Data for the task –
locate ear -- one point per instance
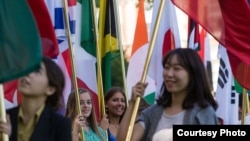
(50, 90)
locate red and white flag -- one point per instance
(167, 38)
(138, 57)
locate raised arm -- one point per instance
(138, 90)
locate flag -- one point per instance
(45, 27)
(29, 37)
(138, 57)
(193, 35)
(108, 41)
(86, 42)
(20, 46)
(226, 94)
(205, 53)
(167, 38)
(228, 24)
(83, 40)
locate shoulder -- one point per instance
(152, 112)
(12, 110)
(205, 115)
(153, 109)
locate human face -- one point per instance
(116, 104)
(176, 78)
(86, 104)
(35, 83)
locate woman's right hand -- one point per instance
(138, 90)
(79, 122)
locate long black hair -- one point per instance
(198, 88)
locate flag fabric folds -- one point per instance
(82, 34)
(107, 39)
(193, 35)
(167, 38)
(20, 46)
(49, 45)
(228, 24)
(45, 27)
(226, 94)
(138, 57)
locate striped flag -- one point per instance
(47, 36)
(227, 23)
(108, 40)
(199, 41)
(167, 39)
(206, 53)
(138, 57)
(226, 94)
(80, 20)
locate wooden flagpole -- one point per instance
(100, 45)
(66, 21)
(145, 70)
(118, 29)
(3, 112)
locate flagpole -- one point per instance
(245, 106)
(3, 112)
(145, 70)
(98, 55)
(118, 29)
(66, 21)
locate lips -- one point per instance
(23, 82)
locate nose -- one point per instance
(168, 72)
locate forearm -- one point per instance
(124, 125)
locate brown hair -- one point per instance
(72, 110)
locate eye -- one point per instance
(89, 102)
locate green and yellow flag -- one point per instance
(108, 40)
(20, 46)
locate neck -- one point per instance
(114, 120)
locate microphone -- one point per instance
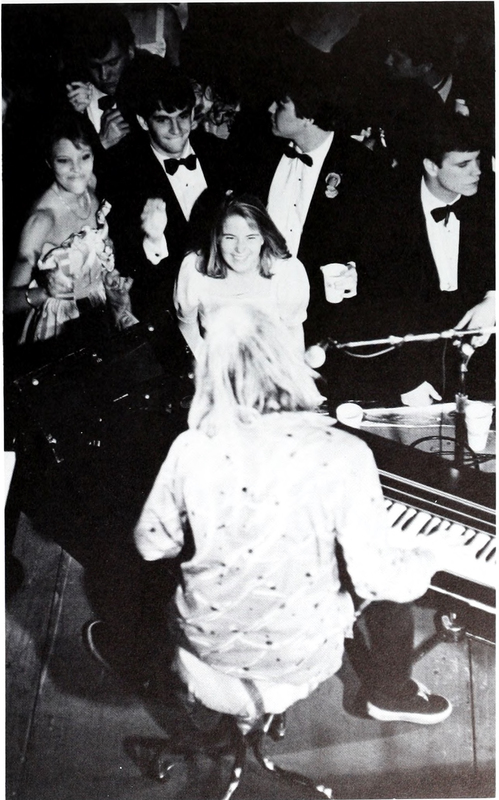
(466, 349)
(315, 356)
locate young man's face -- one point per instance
(169, 130)
(106, 72)
(459, 173)
(401, 66)
(285, 122)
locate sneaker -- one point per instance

What the task requires –
Rewrite the listing from the line holding "locate eye -- one point per instance" through the end of the listing, inclusive, keeping every request line and scaling each point's coordinates by 1.8, rounded to whole numbers with halves going up. Leave the pictures out.

Correct response –
locate eye -- one point per instance
(160, 184)
locate green and yellow flag -- one point per instance
(194, 72)
(36, 83)
locate neck -- one point per instance
(205, 216)
locate microphone -- one point per instance
(839, 628)
(567, 641)
locate young man's face -- one point per instance
(304, 234)
(191, 130)
(826, 311)
(722, 119)
(513, 220)
locate sneaker -- one point per instance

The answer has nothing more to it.